• [Your goal]: Set down the line that contains "point: snowy field" and every line after it to the end of the entries, exactly as they stand and nothing more.

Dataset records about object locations
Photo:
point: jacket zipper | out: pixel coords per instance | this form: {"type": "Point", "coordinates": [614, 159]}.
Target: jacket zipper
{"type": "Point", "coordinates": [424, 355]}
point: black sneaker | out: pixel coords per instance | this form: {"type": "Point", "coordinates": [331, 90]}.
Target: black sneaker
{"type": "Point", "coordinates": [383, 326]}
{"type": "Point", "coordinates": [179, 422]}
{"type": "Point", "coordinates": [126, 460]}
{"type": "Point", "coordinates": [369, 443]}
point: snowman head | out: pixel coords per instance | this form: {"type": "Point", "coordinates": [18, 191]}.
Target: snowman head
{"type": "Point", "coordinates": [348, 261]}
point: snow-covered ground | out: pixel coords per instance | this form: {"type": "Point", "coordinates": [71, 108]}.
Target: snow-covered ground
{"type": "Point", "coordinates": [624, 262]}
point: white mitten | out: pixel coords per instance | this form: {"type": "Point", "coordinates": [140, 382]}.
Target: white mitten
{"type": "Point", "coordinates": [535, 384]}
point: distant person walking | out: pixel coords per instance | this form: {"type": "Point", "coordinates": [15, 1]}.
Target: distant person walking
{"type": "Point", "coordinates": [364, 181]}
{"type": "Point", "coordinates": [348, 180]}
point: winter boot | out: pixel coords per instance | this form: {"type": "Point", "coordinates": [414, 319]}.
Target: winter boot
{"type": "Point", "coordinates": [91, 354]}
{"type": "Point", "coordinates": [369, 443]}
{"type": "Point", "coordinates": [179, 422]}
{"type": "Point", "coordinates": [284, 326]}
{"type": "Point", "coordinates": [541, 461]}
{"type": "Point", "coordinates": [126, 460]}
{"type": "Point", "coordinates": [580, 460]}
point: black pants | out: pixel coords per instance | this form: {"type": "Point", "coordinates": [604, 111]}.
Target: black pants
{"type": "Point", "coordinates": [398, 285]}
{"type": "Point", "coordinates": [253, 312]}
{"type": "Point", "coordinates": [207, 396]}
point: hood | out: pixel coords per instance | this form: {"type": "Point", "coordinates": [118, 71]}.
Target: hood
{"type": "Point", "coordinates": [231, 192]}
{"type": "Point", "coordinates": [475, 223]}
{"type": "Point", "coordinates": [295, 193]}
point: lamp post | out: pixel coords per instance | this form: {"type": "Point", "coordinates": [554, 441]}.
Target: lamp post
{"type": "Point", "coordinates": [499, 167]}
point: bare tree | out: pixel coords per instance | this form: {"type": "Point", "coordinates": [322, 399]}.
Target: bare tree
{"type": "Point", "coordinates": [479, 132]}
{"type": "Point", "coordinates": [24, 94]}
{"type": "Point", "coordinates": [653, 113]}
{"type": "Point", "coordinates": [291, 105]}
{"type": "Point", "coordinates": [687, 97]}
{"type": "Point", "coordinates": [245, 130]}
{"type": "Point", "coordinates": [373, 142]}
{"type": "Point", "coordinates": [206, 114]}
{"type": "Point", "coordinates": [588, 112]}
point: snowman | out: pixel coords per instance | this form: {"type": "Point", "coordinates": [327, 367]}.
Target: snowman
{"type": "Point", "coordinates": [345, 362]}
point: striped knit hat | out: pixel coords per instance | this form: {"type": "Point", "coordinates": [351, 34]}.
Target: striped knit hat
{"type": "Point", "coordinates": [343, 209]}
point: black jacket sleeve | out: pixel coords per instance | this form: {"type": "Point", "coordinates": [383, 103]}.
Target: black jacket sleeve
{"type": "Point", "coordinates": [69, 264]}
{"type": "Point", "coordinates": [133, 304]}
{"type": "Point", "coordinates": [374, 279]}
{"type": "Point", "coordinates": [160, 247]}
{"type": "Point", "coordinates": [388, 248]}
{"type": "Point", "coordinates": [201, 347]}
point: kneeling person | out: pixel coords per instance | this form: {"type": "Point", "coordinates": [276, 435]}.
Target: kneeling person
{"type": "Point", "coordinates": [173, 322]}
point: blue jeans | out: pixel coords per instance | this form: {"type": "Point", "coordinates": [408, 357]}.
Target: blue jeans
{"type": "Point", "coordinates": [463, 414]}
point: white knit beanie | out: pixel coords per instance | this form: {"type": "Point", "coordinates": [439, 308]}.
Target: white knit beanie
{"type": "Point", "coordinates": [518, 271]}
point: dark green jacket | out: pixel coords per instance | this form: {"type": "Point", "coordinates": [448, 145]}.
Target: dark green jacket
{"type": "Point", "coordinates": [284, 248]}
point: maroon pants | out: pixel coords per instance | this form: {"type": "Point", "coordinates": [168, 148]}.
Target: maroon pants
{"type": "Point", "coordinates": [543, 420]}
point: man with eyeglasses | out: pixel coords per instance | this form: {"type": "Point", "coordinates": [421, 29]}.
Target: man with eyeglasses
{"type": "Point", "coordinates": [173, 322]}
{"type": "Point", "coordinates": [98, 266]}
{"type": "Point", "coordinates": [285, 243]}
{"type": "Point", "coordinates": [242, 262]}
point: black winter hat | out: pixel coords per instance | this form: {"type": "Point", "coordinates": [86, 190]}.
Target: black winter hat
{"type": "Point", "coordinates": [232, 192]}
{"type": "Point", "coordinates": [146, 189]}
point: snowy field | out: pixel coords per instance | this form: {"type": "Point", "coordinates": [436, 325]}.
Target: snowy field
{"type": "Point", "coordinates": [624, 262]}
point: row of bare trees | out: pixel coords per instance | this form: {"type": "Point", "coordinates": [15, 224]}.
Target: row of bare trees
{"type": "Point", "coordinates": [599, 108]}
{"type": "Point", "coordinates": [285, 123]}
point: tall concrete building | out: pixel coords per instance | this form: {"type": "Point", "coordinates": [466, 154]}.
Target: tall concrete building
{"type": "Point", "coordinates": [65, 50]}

• [Complete response]:
point: snowy field | out: pixel coords per instance | this form: {"type": "Point", "coordinates": [436, 325]}.
Target: snowy field
{"type": "Point", "coordinates": [624, 262]}
point: row of bare trees | out: pixel coords per instance | this form: {"type": "Point", "coordinates": [15, 224]}.
Target: row of bare trees
{"type": "Point", "coordinates": [599, 108]}
{"type": "Point", "coordinates": [285, 123]}
point: tall concrete building | out: pixel coords per instance | this form: {"type": "Point", "coordinates": [466, 154]}.
Target: tall concrete building
{"type": "Point", "coordinates": [65, 50]}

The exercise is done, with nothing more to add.